» **Problems and tasks**
**a)** Answer these about the text on updating records in Rails:
(i) What queue name does the worker use?
(ii) What is the default batch size in the perform method?
(iii) What does MyService do in the example?
**b)** Change "sweet spot" to "best setting" in the text on updating records in Rails, and write out the part from "How to update" up to and including "batch_size = 1_000)".

» **Document excerpt**
>>>

Update millions of records in Rails

How to update half a billion entries on a PostgreSQL table with Ruby on Rails & Sidekiq

TL;DR: create a Sidekiq job that would construct a single UPSERT (or UPDATE) fields SQL call for that batch of records given your business rules. Then schedule the job in small batches and monitor how fast will the job finish. Tweak the batch size and number of threads for your Sidekiq worker until you find the sweet spot. Then schedule it by millions.

Longer version:

Worker

# app/workers/update_addresses_worker.rb
class UpdateAddressesWorker
  include Sidekiq::Worker
  sidekiq_options queue: :manual

  def perform(min_id, max_id, batch_size = 1_000)
    Address
      .where(id: min_id..max_id)
      .in_batches(of: batch_size) do |address_batch|
        MyService.new.call(address_batch)
      end
  end
end

note: my queue name is “manual” you can use “default” or whatever you use in your app.

Service

For simplicity MyService will just downcase city name & state for entire batch of Address objects.

Yes this can be done with a single SQL query (If you can afford to lock entire table for couple of minutes) Please consider this is just an example and the real script where you want to use this will be more complex with business logic code directly involved.

<<<

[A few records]
>>>

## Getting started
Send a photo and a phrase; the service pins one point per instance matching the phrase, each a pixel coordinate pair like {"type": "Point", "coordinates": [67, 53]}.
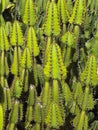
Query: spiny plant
{"type": "Point", "coordinates": [48, 64]}
{"type": "Point", "coordinates": [51, 25]}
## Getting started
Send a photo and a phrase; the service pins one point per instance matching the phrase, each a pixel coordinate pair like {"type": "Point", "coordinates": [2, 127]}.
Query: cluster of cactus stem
{"type": "Point", "coordinates": [48, 64]}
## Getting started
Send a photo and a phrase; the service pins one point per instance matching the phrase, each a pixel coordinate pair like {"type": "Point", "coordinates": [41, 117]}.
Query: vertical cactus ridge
{"type": "Point", "coordinates": [4, 4]}
{"type": "Point", "coordinates": [1, 117]}
{"type": "Point", "coordinates": [89, 75]}
{"type": "Point", "coordinates": [54, 117]}
{"type": "Point", "coordinates": [32, 95]}
{"type": "Point", "coordinates": [4, 69]}
{"type": "Point", "coordinates": [17, 35]}
{"type": "Point", "coordinates": [17, 88]}
{"type": "Point", "coordinates": [78, 12]}
{"type": "Point", "coordinates": [37, 112]}
{"type": "Point", "coordinates": [51, 24]}
{"type": "Point", "coordinates": [32, 42]}
{"type": "Point", "coordinates": [8, 27]}
{"type": "Point", "coordinates": [54, 67]}
{"type": "Point", "coordinates": [4, 43]}
{"type": "Point", "coordinates": [15, 68]}
{"type": "Point", "coordinates": [26, 59]}
{"type": "Point", "coordinates": [45, 98]}
{"type": "Point", "coordinates": [29, 17]}
{"type": "Point", "coordinates": [62, 10]}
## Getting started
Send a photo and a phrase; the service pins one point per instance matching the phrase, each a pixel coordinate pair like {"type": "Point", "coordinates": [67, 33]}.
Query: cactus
{"type": "Point", "coordinates": [48, 64]}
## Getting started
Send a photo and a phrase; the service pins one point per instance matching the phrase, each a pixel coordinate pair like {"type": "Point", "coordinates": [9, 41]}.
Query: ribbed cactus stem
{"type": "Point", "coordinates": [80, 125]}
{"type": "Point", "coordinates": [86, 94]}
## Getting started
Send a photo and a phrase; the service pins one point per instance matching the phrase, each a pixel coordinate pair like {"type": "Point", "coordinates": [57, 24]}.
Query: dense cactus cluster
{"type": "Point", "coordinates": [48, 64]}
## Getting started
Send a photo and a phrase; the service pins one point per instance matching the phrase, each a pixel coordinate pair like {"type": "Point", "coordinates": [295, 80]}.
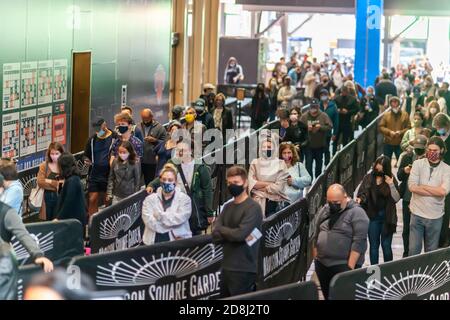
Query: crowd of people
{"type": "Point", "coordinates": [128, 156]}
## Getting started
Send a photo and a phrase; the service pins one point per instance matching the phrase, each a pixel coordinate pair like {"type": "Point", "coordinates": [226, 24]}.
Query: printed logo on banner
{"type": "Point", "coordinates": [283, 230]}
{"type": "Point", "coordinates": [121, 221]}
{"type": "Point", "coordinates": [44, 241]}
{"type": "Point", "coordinates": [143, 271]}
{"type": "Point", "coordinates": [413, 284]}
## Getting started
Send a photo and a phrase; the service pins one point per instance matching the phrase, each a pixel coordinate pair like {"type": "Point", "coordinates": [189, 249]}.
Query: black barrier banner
{"type": "Point", "coordinates": [371, 153]}
{"type": "Point", "coordinates": [294, 291]}
{"type": "Point", "coordinates": [180, 270]}
{"type": "Point", "coordinates": [346, 167]}
{"type": "Point", "coordinates": [360, 165]}
{"type": "Point", "coordinates": [280, 256]}
{"type": "Point", "coordinates": [118, 227]}
{"type": "Point", "coordinates": [60, 241]}
{"type": "Point", "coordinates": [421, 277]}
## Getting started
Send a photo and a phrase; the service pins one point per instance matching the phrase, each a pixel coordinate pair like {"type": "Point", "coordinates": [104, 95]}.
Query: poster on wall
{"type": "Point", "coordinates": [27, 132]}
{"type": "Point", "coordinates": [44, 128]}
{"type": "Point", "coordinates": [60, 80]}
{"type": "Point", "coordinates": [28, 84]}
{"type": "Point", "coordinates": [11, 86]}
{"type": "Point", "coordinates": [45, 82]}
{"type": "Point", "coordinates": [59, 128]}
{"type": "Point", "coordinates": [10, 135]}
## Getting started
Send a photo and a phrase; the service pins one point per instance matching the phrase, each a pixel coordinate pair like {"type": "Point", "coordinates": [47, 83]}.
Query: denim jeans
{"type": "Point", "coordinates": [390, 149]}
{"type": "Point", "coordinates": [426, 230]}
{"type": "Point", "coordinates": [406, 221]}
{"type": "Point", "coordinates": [377, 236]}
{"type": "Point", "coordinates": [317, 156]}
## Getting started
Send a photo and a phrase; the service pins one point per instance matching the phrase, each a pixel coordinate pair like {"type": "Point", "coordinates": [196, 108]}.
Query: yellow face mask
{"type": "Point", "coordinates": [190, 118]}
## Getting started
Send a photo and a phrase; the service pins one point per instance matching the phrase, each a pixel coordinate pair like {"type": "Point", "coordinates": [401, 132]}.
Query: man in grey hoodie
{"type": "Point", "coordinates": [340, 240]}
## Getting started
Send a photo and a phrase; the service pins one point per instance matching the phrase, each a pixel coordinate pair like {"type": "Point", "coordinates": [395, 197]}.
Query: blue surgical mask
{"type": "Point", "coordinates": [168, 187]}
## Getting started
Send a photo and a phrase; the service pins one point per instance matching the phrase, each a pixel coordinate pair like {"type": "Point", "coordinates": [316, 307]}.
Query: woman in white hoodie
{"type": "Point", "coordinates": [166, 213]}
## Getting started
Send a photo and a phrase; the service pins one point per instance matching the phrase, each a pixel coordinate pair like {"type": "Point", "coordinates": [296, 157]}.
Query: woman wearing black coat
{"type": "Point", "coordinates": [71, 200]}
{"type": "Point", "coordinates": [260, 107]}
{"type": "Point", "coordinates": [378, 195]}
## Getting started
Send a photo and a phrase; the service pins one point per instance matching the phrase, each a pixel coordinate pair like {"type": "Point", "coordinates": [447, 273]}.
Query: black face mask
{"type": "Point", "coordinates": [378, 173]}
{"type": "Point", "coordinates": [235, 190]}
{"type": "Point", "coordinates": [334, 207]}
{"type": "Point", "coordinates": [419, 152]}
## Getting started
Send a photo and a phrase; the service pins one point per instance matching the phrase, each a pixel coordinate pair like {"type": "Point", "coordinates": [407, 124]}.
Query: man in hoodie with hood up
{"type": "Point", "coordinates": [340, 239]}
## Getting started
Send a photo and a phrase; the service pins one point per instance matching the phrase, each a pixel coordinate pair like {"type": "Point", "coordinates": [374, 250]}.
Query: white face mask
{"type": "Point", "coordinates": [124, 156]}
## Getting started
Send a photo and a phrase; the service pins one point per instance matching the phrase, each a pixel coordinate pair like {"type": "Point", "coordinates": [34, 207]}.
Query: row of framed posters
{"type": "Point", "coordinates": [30, 131]}
{"type": "Point", "coordinates": [34, 83]}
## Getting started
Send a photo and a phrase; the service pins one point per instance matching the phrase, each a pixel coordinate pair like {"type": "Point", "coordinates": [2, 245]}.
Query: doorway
{"type": "Point", "coordinates": [81, 101]}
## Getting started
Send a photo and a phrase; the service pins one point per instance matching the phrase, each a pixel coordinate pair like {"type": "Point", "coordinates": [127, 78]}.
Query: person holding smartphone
{"type": "Point", "coordinates": [378, 195]}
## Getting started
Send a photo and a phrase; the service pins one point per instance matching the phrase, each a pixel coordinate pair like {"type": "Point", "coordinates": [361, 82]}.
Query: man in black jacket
{"type": "Point", "coordinates": [154, 133]}
{"type": "Point", "coordinates": [404, 170]}
{"type": "Point", "coordinates": [347, 107]}
{"type": "Point", "coordinates": [238, 229]}
{"type": "Point", "coordinates": [97, 154]}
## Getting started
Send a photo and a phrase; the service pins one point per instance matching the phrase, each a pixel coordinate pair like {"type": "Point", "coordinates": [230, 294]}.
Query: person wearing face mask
{"type": "Point", "coordinates": [429, 183]}
{"type": "Point", "coordinates": [164, 150]}
{"type": "Point", "coordinates": [404, 169]}
{"type": "Point", "coordinates": [46, 179]}
{"type": "Point", "coordinates": [124, 123]}
{"type": "Point", "coordinates": [369, 108]}
{"type": "Point", "coordinates": [430, 113]}
{"type": "Point", "coordinates": [287, 92]}
{"type": "Point", "coordinates": [260, 107]}
{"type": "Point", "coordinates": [233, 72]}
{"type": "Point", "coordinates": [297, 132]}
{"type": "Point", "coordinates": [268, 178]}
{"type": "Point", "coordinates": [12, 194]}
{"type": "Point", "coordinates": [273, 98]}
{"type": "Point", "coordinates": [299, 177]}
{"type": "Point", "coordinates": [378, 195]}
{"type": "Point", "coordinates": [410, 136]}
{"type": "Point", "coordinates": [71, 199]}
{"type": "Point", "coordinates": [393, 126]}
{"type": "Point", "coordinates": [340, 238]}
{"type": "Point", "coordinates": [154, 134]}
{"type": "Point", "coordinates": [125, 175]}
{"type": "Point", "coordinates": [166, 213]}
{"type": "Point", "coordinates": [235, 228]}
{"type": "Point", "coordinates": [329, 107]}
{"type": "Point", "coordinates": [325, 84]}
{"type": "Point", "coordinates": [441, 124]}
{"type": "Point", "coordinates": [194, 127]}
{"type": "Point", "coordinates": [203, 115]}
{"type": "Point", "coordinates": [319, 127]}
{"type": "Point", "coordinates": [223, 117]}
{"type": "Point", "coordinates": [194, 179]}
{"type": "Point", "coordinates": [347, 107]}
{"type": "Point", "coordinates": [97, 155]}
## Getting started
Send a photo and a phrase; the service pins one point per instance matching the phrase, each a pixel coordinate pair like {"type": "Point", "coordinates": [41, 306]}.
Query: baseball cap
{"type": "Point", "coordinates": [420, 142]}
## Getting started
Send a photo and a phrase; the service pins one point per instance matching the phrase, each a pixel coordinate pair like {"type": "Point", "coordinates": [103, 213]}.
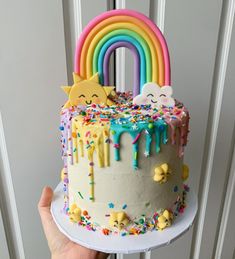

<<<

» **Exercise results**
**a)**
(i) "manual"
(ii) 1_000 (one thousand)
(iii) It downcases the city name and state for the entire batch of Address objects.

**b)**
How to update half a billion entries on a PostgreSQL table with Ruby on Rails & Sidekiq

TL;DR: create a Sidekiq job that would construct a single UPSERT (or UPDATE) fields SQL call for that batch of records given your business rules. Then schedule the job in small batches and monitor how fast will the job finish. Tweak the batch size and number of threads for your Sidekiq worker until you find the best setting. Then schedule it by millions.

Longer version:

Worker

# app/workers/update_addresses_worker.rb
class UpdateAddressesWorker
  include Sidekiq::Worker
  sidekiq_options queue: :manual

  def perform(min_id, max_id, batch_size = 1_000)